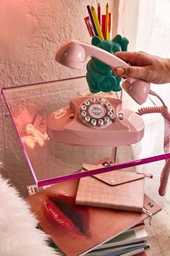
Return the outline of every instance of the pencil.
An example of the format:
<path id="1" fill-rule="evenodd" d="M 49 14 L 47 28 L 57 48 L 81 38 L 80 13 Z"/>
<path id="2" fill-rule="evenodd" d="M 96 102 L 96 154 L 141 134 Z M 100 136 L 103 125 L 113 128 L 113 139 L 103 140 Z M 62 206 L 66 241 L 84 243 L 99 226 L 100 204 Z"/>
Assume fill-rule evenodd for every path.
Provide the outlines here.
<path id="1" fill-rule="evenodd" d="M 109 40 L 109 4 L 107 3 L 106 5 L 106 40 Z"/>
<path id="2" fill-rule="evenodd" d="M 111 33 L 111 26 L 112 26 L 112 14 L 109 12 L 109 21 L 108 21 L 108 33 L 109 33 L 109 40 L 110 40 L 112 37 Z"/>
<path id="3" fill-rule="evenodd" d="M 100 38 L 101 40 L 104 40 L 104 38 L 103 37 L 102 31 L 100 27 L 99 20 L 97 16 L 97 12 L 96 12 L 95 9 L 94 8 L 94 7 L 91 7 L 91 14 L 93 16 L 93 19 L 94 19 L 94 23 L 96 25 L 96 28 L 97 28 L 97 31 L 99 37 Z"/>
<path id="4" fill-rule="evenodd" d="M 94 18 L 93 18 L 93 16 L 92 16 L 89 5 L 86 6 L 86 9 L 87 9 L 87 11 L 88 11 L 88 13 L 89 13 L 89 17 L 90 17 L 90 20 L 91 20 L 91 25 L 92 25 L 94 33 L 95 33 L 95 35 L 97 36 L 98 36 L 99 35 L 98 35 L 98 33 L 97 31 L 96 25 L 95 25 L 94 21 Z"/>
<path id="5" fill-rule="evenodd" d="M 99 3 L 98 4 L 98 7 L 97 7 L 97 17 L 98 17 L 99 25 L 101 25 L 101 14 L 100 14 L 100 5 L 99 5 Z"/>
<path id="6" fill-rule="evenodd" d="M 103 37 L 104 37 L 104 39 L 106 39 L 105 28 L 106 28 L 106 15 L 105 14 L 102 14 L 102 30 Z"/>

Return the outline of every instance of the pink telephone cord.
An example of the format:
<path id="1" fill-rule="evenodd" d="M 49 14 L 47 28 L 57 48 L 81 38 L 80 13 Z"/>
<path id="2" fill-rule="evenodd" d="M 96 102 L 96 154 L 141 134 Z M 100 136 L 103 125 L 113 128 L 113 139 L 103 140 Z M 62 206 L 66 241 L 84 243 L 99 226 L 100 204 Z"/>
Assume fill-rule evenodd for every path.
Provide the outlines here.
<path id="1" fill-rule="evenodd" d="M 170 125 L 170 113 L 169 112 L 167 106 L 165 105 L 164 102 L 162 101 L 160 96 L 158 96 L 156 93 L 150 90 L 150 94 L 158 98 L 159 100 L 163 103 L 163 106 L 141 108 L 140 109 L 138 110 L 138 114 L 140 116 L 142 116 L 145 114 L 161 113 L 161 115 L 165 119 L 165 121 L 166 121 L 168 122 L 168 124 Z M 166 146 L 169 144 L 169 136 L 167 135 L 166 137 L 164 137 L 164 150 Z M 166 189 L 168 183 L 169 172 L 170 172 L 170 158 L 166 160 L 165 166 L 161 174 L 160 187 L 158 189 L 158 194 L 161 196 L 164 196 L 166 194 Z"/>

> _CHALLENGE_: Everything from the line with "Return the outline of every instance of the pink" to the end of the listing above needs to be duplicated exactly, both end lines included, with nothing more.

> _THE OUTPUT_:
Return the outline of every instance of the pink telephone cord.
An example of the format:
<path id="1" fill-rule="evenodd" d="M 49 14 L 47 28 L 57 48 L 81 38 L 80 13 Z"/>
<path id="2" fill-rule="evenodd" d="M 96 102 L 96 154 L 141 134 Z M 100 136 L 103 125 L 113 128 L 113 139 L 103 140 Z M 62 206 L 66 241 L 84 243 L 99 226 L 100 204 Z"/>
Assume fill-rule evenodd for every path.
Provide the outlines here.
<path id="1" fill-rule="evenodd" d="M 170 125 L 170 113 L 169 112 L 167 106 L 165 105 L 164 102 L 162 101 L 160 96 L 158 96 L 156 93 L 150 90 L 150 94 L 158 98 L 159 100 L 163 103 L 163 106 L 141 108 L 140 109 L 138 110 L 138 114 L 140 116 L 142 116 L 145 114 L 161 113 L 161 115 L 165 119 L 165 121 L 166 121 L 168 122 L 168 124 Z M 166 146 L 169 144 L 169 136 L 167 135 L 166 137 L 164 137 L 164 150 Z M 166 189 L 168 183 L 169 172 L 170 172 L 170 158 L 166 160 L 165 166 L 161 174 L 160 187 L 158 189 L 158 194 L 161 196 L 164 196 L 166 194 Z"/>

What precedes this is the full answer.